◆ Goal:
Reproduce the passage about Bobby Ryan and Detroit word for word.

◆ Source:
********************

Here's what did appeal to Yzerman. Ryan can still shoot the puck, and he shoots it from the right side. All but two of Detroit's returning forwards were left-hand shots. He can still create offense with his skill, the same skill that made him the second overall pick in the 2005 draft, the same skill that helped him score 30+ goals in four straight seasons before the age of 25, the same sort of skill the Wings have been lacking for a long time. (I mean, come on.) Detroit is last in the NHL in goals per game over the last five seasons.

"He’s still at a young enough age that he can play," Yzerman said at the time. "He’s got talent, he can score, he’s in good shape. He’s worked hard. He’s dealt with a lot of things off-ice and he’s in a good spot right now, so I’m excited to have him here. I think there’s potential for Bobby to have a real impact on our team."

Here's what else appealed to Yzerman about Ryan, what appeals to everyone about Ryan: his joy for the game. So you can imagine the depth of his troubles when he chose to leave the game behind last season -- in Detroit, of all places -- to check himself into a rehab center in California for alcohol abuse. He returned three months later with the same smile and maybe the step or two he'd lost.

Ryan was a star when he was traded from Anaheim to Ottawa in the 2013 offseason. He helped the Senators come within a game of the Cup Finals in 2017. Then Ottawa opted for a rebuild, and Ryan's game, which had already been wilting under the pressure of his addiction, started to decay. He was left to be the leader on a losing team. He said last year he "resorted" to fighting to help make an impact.

********************

◆ Entries:
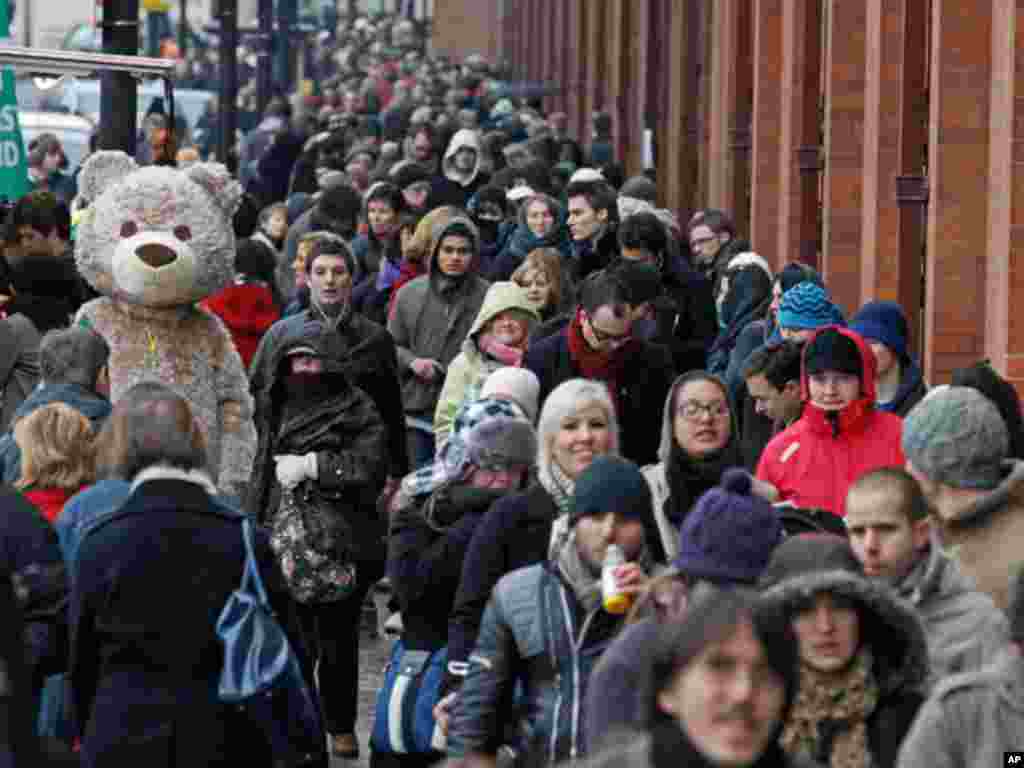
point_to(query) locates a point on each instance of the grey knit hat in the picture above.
(956, 437)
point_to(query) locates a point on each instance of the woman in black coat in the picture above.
(578, 420)
(485, 459)
(152, 582)
(320, 426)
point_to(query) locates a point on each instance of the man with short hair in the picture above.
(367, 350)
(337, 211)
(891, 534)
(713, 243)
(840, 435)
(431, 317)
(974, 719)
(593, 215)
(772, 376)
(599, 343)
(47, 163)
(956, 448)
(73, 370)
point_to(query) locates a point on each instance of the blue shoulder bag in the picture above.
(261, 674)
(404, 712)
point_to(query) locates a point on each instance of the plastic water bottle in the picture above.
(613, 598)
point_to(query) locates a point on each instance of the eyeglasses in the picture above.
(693, 410)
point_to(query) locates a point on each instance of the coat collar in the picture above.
(166, 472)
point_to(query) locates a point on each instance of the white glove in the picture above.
(294, 469)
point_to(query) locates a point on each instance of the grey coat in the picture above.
(971, 720)
(964, 628)
(428, 322)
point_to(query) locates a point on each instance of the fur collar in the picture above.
(893, 627)
(167, 472)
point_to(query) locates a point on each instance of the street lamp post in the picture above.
(264, 54)
(228, 80)
(118, 94)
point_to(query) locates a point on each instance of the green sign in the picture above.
(13, 164)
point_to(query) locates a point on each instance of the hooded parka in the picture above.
(813, 462)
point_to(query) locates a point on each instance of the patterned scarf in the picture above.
(585, 585)
(828, 722)
(558, 484)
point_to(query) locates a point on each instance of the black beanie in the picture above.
(611, 483)
(832, 350)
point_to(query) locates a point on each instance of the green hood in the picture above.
(501, 297)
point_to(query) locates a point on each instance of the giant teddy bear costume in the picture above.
(154, 242)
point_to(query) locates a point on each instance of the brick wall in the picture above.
(882, 140)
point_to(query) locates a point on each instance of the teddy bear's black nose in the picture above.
(156, 255)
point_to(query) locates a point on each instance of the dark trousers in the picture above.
(421, 448)
(332, 635)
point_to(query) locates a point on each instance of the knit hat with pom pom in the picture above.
(729, 535)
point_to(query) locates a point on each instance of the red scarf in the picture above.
(599, 366)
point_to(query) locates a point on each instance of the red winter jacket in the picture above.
(814, 468)
(248, 310)
(49, 501)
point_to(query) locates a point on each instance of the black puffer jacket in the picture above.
(345, 430)
(426, 548)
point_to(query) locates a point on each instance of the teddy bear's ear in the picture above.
(99, 171)
(216, 179)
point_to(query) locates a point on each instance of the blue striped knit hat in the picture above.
(806, 306)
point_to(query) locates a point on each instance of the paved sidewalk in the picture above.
(373, 657)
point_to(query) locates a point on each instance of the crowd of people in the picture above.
(488, 365)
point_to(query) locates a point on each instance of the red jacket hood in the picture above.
(248, 307)
(853, 414)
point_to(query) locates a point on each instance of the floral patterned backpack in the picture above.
(313, 545)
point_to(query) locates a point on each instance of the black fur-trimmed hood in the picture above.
(890, 624)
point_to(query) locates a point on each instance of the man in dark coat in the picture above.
(599, 344)
(366, 350)
(73, 368)
(593, 214)
(431, 317)
(685, 315)
(30, 556)
(144, 654)
(713, 243)
(900, 383)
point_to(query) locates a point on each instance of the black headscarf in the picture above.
(689, 477)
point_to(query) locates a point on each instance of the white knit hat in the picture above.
(517, 384)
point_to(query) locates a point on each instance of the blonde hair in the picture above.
(546, 260)
(56, 445)
(567, 398)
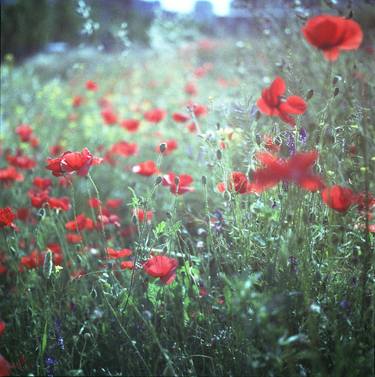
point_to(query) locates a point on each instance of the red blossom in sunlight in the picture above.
(271, 103)
(130, 125)
(70, 162)
(332, 34)
(171, 145)
(162, 267)
(24, 131)
(339, 198)
(155, 115)
(5, 367)
(143, 215)
(180, 117)
(109, 117)
(297, 169)
(91, 85)
(115, 254)
(178, 184)
(10, 174)
(146, 168)
(6, 217)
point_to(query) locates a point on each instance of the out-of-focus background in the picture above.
(30, 26)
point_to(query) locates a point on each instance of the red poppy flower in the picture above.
(272, 104)
(180, 117)
(10, 175)
(24, 131)
(130, 125)
(123, 148)
(5, 367)
(142, 215)
(91, 85)
(155, 115)
(238, 182)
(171, 145)
(338, 198)
(109, 117)
(297, 169)
(179, 184)
(6, 217)
(127, 265)
(332, 34)
(146, 168)
(115, 254)
(70, 162)
(163, 267)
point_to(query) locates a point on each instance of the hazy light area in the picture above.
(221, 7)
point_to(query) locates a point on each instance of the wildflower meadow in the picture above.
(199, 206)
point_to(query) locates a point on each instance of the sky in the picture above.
(221, 7)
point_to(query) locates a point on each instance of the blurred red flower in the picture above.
(178, 184)
(6, 217)
(70, 162)
(162, 267)
(272, 104)
(332, 34)
(297, 169)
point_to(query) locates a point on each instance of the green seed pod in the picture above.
(162, 147)
(47, 265)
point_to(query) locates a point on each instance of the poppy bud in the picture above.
(47, 265)
(258, 140)
(163, 147)
(309, 94)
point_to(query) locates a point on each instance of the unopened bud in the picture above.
(309, 94)
(162, 147)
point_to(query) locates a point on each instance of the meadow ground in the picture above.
(196, 234)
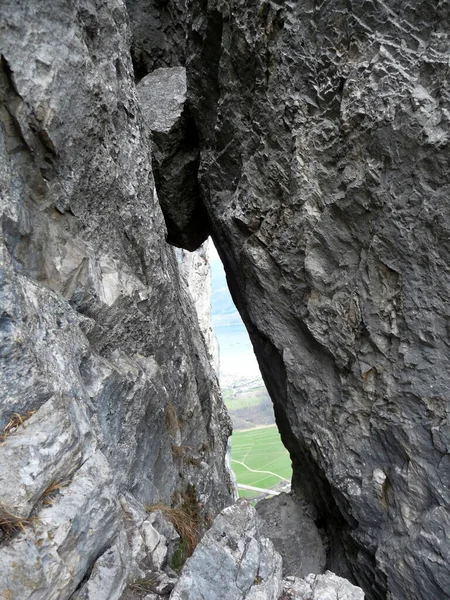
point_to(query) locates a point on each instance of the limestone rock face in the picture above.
(106, 384)
(175, 155)
(285, 521)
(196, 269)
(324, 134)
(233, 561)
(320, 587)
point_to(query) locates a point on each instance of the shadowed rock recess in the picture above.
(320, 131)
(99, 336)
(324, 136)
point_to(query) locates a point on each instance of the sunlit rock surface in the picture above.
(103, 363)
(324, 132)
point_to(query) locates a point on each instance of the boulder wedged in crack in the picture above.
(285, 521)
(175, 155)
(235, 561)
(107, 387)
(324, 171)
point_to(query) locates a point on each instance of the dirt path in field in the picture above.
(257, 471)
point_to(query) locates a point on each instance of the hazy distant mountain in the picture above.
(223, 310)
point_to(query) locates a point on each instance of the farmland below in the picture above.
(260, 460)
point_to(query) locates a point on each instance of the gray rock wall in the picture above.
(99, 336)
(325, 171)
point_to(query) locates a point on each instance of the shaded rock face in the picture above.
(175, 155)
(285, 521)
(324, 169)
(235, 561)
(102, 356)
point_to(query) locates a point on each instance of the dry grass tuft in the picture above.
(53, 487)
(11, 523)
(178, 451)
(14, 423)
(172, 423)
(144, 585)
(185, 516)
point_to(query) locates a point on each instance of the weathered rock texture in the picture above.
(235, 561)
(324, 130)
(99, 336)
(196, 269)
(175, 155)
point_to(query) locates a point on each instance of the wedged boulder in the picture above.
(293, 533)
(175, 155)
(108, 577)
(233, 561)
(320, 587)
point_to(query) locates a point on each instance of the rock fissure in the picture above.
(311, 142)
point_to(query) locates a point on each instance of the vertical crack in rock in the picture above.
(324, 171)
(107, 390)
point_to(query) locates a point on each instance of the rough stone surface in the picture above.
(98, 333)
(293, 533)
(175, 155)
(320, 587)
(324, 135)
(233, 561)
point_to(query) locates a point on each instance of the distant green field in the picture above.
(259, 450)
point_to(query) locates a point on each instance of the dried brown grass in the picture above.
(14, 423)
(54, 487)
(11, 522)
(172, 424)
(185, 516)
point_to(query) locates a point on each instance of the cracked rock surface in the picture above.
(103, 364)
(324, 136)
(233, 561)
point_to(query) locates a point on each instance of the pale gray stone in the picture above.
(232, 562)
(320, 587)
(293, 533)
(98, 333)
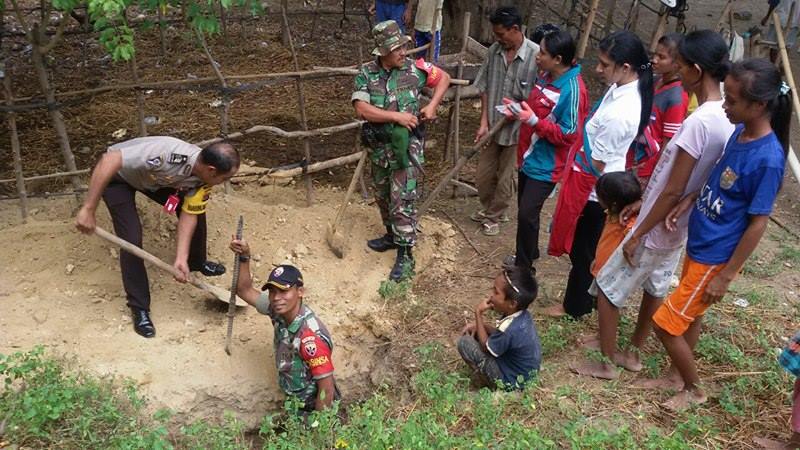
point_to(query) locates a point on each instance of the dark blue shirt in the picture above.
(516, 348)
(744, 183)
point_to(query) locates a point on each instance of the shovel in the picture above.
(335, 240)
(218, 292)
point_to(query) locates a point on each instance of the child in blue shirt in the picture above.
(729, 215)
(510, 352)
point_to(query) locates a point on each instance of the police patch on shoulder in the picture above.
(310, 345)
(154, 163)
(177, 158)
(728, 178)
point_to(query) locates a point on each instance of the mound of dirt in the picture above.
(63, 289)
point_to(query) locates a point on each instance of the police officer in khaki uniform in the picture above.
(174, 173)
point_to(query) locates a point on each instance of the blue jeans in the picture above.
(390, 11)
(421, 38)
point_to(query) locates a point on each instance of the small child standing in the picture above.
(615, 191)
(670, 104)
(730, 212)
(510, 353)
(790, 360)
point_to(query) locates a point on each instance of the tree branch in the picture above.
(62, 24)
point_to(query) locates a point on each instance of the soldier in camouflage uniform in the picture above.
(301, 342)
(386, 94)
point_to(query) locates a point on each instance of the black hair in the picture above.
(761, 82)
(223, 156)
(616, 190)
(708, 50)
(525, 283)
(543, 30)
(672, 41)
(507, 16)
(560, 43)
(624, 47)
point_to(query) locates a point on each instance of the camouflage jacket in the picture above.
(395, 90)
(302, 351)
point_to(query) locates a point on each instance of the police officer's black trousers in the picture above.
(119, 197)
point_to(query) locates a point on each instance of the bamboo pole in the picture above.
(587, 29)
(139, 98)
(50, 175)
(226, 100)
(301, 100)
(457, 102)
(311, 168)
(787, 70)
(12, 127)
(611, 8)
(282, 133)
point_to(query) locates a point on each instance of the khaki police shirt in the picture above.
(156, 162)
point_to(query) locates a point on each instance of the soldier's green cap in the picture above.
(388, 37)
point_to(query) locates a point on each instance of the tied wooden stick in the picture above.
(234, 285)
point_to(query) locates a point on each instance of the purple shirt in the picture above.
(703, 136)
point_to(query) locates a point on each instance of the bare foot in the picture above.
(554, 311)
(629, 361)
(685, 399)
(770, 444)
(669, 382)
(590, 341)
(595, 369)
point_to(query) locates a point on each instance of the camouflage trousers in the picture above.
(396, 193)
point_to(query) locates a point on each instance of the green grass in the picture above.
(60, 408)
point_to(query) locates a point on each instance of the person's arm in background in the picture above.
(105, 169)
(772, 5)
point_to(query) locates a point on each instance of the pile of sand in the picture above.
(63, 289)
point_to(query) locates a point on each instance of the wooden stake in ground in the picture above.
(234, 286)
(301, 100)
(587, 29)
(787, 70)
(12, 127)
(460, 163)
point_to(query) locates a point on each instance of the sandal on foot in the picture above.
(490, 228)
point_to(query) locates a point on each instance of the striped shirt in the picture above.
(497, 79)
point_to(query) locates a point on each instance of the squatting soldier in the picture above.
(174, 173)
(387, 96)
(302, 344)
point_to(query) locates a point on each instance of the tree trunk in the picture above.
(55, 115)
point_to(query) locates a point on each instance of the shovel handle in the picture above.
(130, 248)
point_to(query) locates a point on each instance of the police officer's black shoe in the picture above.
(383, 243)
(403, 264)
(142, 323)
(212, 269)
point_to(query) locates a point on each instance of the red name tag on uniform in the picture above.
(172, 204)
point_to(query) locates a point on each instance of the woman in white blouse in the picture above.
(616, 121)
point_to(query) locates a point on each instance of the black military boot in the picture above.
(383, 243)
(403, 264)
(142, 323)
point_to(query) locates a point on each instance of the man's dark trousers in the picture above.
(119, 197)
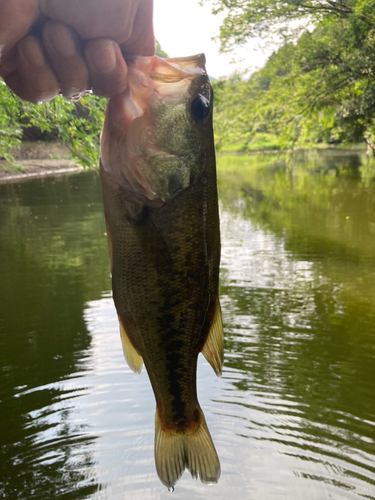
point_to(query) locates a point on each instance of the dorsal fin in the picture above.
(110, 246)
(133, 359)
(213, 349)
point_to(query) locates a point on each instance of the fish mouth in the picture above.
(153, 76)
(128, 137)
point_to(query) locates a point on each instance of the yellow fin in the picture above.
(190, 448)
(213, 349)
(133, 359)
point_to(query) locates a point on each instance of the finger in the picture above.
(142, 40)
(124, 21)
(33, 80)
(93, 18)
(9, 63)
(107, 68)
(17, 17)
(68, 65)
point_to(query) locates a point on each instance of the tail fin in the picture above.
(192, 449)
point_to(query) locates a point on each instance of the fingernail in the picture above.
(104, 57)
(32, 52)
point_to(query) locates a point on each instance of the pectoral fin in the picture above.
(110, 246)
(213, 349)
(133, 359)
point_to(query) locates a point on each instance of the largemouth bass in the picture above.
(160, 200)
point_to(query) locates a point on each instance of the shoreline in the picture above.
(37, 168)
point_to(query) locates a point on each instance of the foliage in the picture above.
(319, 88)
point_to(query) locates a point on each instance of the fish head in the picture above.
(158, 134)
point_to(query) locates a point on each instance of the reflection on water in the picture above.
(293, 414)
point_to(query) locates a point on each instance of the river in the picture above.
(293, 415)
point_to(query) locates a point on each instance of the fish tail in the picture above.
(189, 448)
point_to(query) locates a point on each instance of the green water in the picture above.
(293, 414)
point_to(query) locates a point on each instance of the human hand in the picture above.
(36, 68)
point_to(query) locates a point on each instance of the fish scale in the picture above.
(164, 245)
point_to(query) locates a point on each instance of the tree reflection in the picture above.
(298, 301)
(53, 258)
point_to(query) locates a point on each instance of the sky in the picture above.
(185, 28)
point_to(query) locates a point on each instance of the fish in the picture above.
(158, 178)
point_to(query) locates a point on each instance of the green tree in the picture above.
(319, 85)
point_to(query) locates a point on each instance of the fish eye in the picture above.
(200, 107)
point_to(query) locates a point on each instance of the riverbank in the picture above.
(38, 159)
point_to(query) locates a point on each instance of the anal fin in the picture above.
(133, 359)
(213, 349)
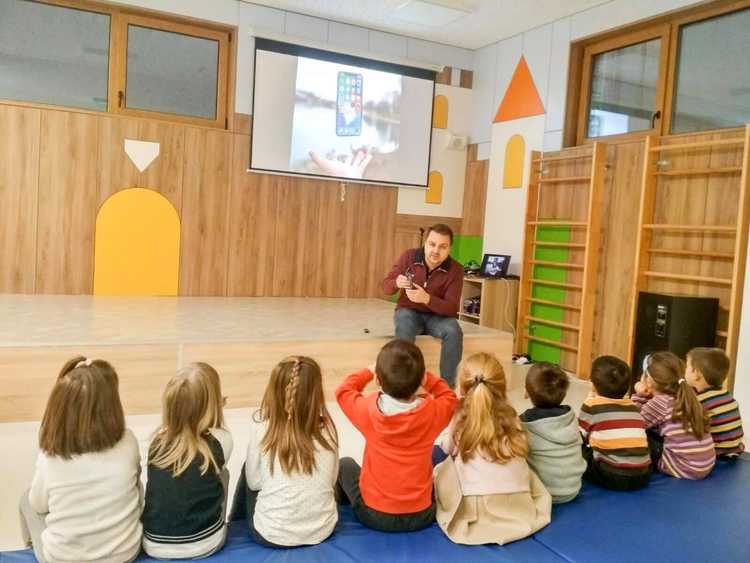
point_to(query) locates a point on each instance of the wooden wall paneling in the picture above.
(205, 203)
(19, 183)
(740, 256)
(622, 194)
(646, 214)
(378, 233)
(252, 222)
(165, 174)
(297, 206)
(115, 169)
(475, 197)
(67, 202)
(324, 265)
(591, 258)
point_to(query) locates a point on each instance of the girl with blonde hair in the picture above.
(187, 477)
(286, 490)
(484, 489)
(677, 427)
(86, 499)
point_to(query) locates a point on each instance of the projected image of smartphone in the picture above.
(349, 104)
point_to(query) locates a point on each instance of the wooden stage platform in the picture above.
(148, 338)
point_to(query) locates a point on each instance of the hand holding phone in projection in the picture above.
(353, 167)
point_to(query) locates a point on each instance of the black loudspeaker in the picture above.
(676, 323)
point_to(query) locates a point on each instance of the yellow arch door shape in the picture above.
(137, 245)
(440, 112)
(515, 154)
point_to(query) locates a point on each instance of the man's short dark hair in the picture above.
(400, 368)
(546, 385)
(610, 377)
(441, 229)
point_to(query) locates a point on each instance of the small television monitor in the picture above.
(495, 266)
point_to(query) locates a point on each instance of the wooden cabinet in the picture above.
(498, 298)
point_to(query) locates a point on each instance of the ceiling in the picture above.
(487, 22)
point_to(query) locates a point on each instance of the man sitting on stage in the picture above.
(432, 283)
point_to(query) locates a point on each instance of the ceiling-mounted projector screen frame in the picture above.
(417, 177)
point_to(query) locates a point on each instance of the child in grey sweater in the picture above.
(554, 437)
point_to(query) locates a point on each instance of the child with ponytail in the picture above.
(678, 428)
(286, 489)
(485, 491)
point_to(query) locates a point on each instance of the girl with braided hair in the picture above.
(484, 489)
(286, 488)
(677, 427)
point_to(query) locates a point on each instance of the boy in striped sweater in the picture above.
(614, 433)
(707, 368)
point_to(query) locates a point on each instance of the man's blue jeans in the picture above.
(411, 323)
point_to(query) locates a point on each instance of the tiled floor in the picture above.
(18, 447)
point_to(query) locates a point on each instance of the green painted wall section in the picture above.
(539, 351)
(467, 248)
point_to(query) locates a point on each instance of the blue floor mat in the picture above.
(669, 521)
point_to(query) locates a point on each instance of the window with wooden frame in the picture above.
(669, 75)
(93, 56)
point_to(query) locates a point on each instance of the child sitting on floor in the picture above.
(554, 439)
(86, 498)
(614, 436)
(484, 490)
(706, 370)
(679, 438)
(286, 489)
(186, 491)
(393, 490)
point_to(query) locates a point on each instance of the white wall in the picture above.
(250, 18)
(450, 163)
(255, 19)
(546, 50)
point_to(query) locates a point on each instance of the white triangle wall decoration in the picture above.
(142, 153)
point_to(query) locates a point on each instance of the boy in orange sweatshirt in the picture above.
(392, 492)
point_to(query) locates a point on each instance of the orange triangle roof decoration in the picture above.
(521, 98)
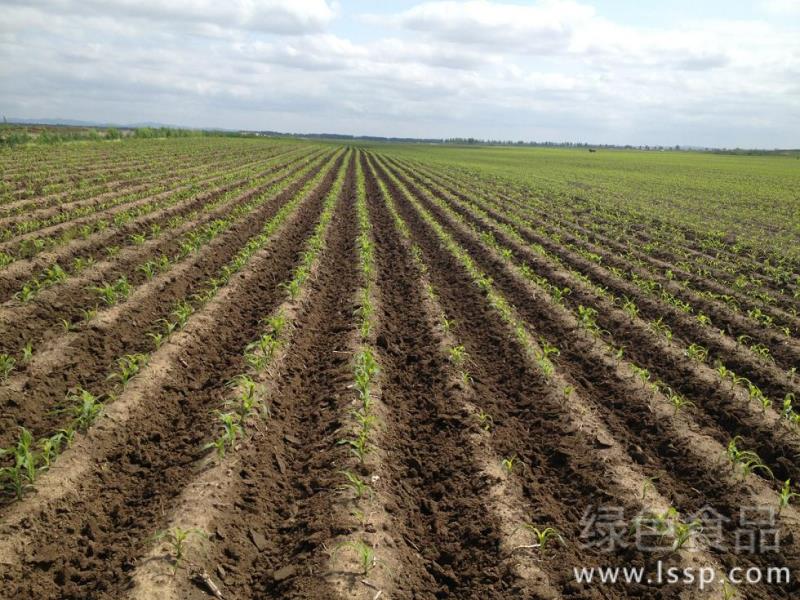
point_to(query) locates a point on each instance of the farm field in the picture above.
(274, 368)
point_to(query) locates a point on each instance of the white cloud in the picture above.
(558, 70)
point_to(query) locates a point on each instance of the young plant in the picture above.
(457, 355)
(17, 478)
(178, 540)
(543, 537)
(697, 352)
(85, 408)
(247, 401)
(7, 363)
(509, 464)
(785, 496)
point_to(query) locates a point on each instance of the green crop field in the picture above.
(253, 367)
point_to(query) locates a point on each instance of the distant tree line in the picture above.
(15, 135)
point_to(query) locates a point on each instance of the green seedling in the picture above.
(129, 365)
(509, 464)
(697, 352)
(247, 401)
(786, 495)
(178, 540)
(542, 538)
(7, 363)
(51, 448)
(112, 293)
(17, 478)
(85, 408)
(457, 355)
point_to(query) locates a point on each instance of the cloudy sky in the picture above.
(704, 72)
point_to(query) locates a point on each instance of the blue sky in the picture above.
(702, 73)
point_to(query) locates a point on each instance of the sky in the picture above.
(702, 72)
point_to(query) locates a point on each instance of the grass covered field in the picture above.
(276, 368)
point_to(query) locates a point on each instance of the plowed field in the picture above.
(275, 369)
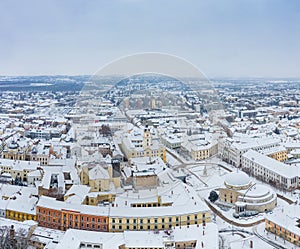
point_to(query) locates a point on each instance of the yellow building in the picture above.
(152, 210)
(141, 144)
(152, 220)
(278, 153)
(14, 152)
(199, 147)
(18, 169)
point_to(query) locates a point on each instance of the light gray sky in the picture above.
(223, 38)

********************

◆ Expected answer:
Here's what did appeal to Yzerman. Ryan can still shoot the puck, and he shoots it from the right side. All but two of Detroit's returning forwards were left-hand shots. He can still create offense with his skill, the same skill that made him the second overall pick in the 2005 draft, the same skill that helped him score 30+ goals in four straight seasons before the age of 25, the same sort of skill the Wings have been lacking for a long time. (I mean, come on.) Detroit is last in the NHL in goals per game over the last five seasons.

"He’s still at a young enough age that he can play," Yzerman said at the time. "He’s got talent, he can score, he’s in good shape. He’s worked hard. He’s dealt with a lot of things off-ice and he’s in a good spot right now, so I’m excited to have him here. I think there’s potential for Bobby to have a real impact on our team."

Here's what else appealed to Yzerman about Ryan, what appeals to everyone about Ryan: his joy for the game. So you can imagine the depth of his troubles when he chose to leave the game behind last season -- in Detroit, of all places -- to check himself into a rehab center in California for alcohol abuse. He returned three months later with the same smile and maybe the step or two he'd lost.

Ryan was a star when he was traded from Anaheim to Ottawa in the 2013 offseason. He helped the Senators come within a game of the Cup Finals in 2017. Then Ottawa opted for a rebuild, and Ryan's game, which had already been wilting under the pressure of his addiction, started to decay. He was left to be the leader on a losing team. He said last year he "resorted" to fighting to help make an impact.